Part of a data file
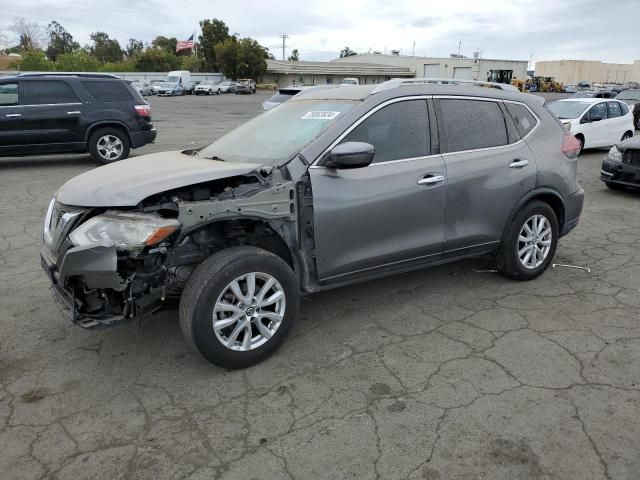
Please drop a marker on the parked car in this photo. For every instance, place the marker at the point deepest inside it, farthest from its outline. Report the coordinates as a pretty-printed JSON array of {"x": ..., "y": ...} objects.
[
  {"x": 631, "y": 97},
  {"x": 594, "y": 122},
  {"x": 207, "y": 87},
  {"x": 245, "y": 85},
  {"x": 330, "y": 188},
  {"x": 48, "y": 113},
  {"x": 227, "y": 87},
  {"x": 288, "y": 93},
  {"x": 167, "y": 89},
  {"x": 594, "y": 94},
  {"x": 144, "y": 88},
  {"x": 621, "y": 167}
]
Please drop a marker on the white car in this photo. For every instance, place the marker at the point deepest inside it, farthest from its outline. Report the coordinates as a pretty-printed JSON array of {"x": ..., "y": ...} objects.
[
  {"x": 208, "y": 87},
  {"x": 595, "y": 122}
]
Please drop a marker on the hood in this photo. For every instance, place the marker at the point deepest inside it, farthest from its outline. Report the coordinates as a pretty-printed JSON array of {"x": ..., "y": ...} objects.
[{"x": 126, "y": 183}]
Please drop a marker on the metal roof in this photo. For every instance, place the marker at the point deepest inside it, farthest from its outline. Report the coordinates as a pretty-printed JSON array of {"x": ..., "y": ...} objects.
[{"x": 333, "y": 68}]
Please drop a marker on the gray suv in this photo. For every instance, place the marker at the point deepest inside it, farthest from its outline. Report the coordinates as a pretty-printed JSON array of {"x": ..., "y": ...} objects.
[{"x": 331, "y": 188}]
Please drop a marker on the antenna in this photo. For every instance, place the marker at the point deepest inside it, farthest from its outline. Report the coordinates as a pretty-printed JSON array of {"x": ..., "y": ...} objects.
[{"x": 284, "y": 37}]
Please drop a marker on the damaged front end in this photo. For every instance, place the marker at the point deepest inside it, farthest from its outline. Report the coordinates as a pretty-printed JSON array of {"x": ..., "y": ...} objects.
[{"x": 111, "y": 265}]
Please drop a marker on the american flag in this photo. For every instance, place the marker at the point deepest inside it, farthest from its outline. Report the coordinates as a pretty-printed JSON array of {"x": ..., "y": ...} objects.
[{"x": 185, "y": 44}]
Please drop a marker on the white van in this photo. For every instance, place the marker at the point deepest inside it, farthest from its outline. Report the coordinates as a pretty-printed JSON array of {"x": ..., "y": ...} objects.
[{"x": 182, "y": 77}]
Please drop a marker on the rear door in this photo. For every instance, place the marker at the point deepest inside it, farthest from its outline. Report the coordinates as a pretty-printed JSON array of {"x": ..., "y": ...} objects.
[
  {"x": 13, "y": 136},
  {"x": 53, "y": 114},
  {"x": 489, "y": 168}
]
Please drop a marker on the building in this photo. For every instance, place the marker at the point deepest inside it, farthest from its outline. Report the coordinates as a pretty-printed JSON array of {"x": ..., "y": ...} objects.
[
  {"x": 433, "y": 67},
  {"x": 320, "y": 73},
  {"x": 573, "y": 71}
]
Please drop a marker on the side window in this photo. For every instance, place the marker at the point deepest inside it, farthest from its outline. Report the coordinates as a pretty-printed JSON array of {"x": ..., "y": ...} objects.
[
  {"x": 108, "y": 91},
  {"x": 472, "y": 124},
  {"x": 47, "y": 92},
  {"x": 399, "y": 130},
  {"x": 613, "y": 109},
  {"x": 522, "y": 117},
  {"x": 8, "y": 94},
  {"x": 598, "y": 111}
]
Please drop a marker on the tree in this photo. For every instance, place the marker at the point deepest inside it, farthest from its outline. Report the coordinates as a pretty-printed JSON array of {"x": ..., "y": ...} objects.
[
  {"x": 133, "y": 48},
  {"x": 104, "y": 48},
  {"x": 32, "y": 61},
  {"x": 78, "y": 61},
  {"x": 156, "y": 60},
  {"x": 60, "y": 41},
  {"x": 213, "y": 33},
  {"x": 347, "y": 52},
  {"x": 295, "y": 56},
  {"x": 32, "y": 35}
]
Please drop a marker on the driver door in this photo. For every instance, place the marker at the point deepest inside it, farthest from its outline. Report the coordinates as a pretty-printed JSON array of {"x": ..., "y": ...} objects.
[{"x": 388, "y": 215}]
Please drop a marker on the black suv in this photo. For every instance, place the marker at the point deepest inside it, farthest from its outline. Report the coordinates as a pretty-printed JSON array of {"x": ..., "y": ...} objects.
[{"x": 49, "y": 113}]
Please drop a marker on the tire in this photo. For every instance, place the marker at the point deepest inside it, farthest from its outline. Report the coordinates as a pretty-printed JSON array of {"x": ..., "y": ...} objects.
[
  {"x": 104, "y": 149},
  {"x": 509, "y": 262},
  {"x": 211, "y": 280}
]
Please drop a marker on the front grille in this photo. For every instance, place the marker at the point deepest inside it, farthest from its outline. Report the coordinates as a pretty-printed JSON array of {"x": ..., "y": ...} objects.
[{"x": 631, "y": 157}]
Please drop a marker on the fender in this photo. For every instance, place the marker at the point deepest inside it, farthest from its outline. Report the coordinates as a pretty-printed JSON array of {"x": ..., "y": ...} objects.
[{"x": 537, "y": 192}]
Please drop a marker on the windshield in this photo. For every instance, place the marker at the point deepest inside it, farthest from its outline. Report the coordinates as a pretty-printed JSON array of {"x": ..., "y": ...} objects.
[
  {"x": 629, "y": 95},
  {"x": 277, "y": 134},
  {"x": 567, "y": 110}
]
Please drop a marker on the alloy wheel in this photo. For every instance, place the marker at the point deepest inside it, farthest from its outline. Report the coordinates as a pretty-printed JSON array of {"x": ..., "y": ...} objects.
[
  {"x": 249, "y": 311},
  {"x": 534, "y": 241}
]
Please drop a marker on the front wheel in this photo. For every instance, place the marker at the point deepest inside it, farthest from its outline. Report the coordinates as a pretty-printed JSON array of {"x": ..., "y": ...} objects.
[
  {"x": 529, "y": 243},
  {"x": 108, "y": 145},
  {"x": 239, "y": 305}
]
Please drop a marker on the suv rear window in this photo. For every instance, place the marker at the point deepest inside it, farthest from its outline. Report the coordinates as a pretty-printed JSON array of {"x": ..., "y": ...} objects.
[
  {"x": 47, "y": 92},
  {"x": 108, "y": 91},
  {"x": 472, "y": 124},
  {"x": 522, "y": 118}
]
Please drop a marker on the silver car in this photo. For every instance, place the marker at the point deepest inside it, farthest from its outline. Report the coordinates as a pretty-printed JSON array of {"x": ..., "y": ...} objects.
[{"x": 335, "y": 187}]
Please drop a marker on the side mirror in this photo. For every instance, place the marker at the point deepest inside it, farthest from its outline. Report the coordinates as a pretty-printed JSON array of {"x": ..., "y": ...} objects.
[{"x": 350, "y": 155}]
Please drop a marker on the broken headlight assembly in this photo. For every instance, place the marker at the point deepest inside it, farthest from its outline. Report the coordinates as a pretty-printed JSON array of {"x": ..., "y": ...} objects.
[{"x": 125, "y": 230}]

* * *

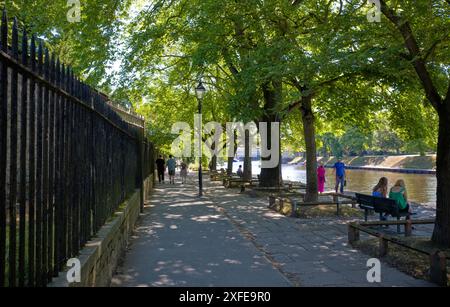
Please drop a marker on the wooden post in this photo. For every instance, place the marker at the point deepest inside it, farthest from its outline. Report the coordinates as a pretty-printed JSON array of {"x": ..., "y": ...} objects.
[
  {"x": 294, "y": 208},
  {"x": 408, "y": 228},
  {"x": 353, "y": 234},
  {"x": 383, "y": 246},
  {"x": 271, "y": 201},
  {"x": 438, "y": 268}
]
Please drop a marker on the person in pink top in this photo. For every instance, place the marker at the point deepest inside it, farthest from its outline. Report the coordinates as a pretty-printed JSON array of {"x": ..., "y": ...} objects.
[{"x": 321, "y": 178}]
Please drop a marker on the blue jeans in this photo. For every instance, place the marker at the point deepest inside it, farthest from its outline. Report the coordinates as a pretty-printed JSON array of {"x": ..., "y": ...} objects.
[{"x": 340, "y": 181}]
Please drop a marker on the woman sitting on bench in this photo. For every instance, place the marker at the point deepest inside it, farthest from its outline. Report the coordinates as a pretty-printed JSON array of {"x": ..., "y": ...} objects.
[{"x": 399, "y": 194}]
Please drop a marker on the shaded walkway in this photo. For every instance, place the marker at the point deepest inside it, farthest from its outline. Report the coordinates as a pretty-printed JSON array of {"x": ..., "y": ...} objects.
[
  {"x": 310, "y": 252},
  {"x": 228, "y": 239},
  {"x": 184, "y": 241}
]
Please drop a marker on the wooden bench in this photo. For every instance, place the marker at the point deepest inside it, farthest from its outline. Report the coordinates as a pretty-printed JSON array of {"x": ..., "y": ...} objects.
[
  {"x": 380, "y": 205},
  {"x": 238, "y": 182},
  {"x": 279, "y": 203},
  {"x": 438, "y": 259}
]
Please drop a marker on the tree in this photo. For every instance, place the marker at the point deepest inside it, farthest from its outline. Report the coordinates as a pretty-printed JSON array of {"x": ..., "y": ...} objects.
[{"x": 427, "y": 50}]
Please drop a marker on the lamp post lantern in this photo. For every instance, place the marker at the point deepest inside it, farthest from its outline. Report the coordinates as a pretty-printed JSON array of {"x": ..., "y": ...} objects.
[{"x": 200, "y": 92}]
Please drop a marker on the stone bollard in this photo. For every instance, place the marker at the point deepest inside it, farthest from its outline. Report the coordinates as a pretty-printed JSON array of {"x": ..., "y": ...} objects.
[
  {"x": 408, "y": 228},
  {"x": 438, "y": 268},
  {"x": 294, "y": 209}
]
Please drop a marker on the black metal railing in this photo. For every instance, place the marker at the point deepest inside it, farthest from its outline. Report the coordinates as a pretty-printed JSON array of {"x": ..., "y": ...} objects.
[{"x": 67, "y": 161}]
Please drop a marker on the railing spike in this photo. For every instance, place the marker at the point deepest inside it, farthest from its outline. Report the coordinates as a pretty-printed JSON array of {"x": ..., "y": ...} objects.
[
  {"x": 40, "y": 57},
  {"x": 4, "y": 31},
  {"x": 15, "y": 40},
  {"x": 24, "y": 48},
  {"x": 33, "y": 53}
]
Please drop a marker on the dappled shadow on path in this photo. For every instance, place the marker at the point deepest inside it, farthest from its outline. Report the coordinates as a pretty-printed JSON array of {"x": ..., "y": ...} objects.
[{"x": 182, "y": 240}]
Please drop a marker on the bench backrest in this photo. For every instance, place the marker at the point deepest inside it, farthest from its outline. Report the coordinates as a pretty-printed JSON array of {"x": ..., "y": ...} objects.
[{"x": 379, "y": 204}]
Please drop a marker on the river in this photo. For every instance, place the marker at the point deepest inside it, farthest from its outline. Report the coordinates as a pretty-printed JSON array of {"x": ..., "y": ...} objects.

==

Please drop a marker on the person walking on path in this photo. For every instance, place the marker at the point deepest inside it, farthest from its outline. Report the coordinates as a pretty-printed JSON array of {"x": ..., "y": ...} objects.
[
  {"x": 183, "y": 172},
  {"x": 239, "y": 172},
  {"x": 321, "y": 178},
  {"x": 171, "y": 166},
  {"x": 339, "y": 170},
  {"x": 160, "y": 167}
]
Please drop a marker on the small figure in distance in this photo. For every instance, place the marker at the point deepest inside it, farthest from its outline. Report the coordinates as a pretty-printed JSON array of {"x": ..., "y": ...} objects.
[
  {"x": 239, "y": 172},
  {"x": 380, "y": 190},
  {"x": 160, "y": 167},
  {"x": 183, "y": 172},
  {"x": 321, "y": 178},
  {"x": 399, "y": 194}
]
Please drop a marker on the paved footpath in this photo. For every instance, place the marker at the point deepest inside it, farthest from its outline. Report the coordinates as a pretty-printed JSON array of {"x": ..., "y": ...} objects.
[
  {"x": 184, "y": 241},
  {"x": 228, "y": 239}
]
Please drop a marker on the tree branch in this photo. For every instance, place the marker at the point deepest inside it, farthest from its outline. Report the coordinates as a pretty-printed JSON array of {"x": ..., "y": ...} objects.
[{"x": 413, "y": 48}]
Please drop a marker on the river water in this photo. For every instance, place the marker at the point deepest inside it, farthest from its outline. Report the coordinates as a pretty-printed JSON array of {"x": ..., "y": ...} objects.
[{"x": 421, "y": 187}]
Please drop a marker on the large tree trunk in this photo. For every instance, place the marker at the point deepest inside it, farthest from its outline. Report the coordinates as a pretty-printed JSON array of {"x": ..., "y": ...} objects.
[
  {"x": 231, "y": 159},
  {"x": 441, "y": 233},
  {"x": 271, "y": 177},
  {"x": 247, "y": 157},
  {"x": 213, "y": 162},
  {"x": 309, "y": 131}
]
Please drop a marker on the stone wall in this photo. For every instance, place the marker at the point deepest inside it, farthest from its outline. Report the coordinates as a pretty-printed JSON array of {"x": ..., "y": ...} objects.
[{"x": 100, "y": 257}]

- Problem to work on: List every line of the material that contains the word "large", treating uppercase and lowercase as different.

- Result of this task:
Please drop a marker on the large tree trunk in this photo. For every instance, place the marker at the point deepest inside it, farthest from its outline. Report the coordinates as a pretty-printed JSON array of {"x": ..., "y": ...} objects.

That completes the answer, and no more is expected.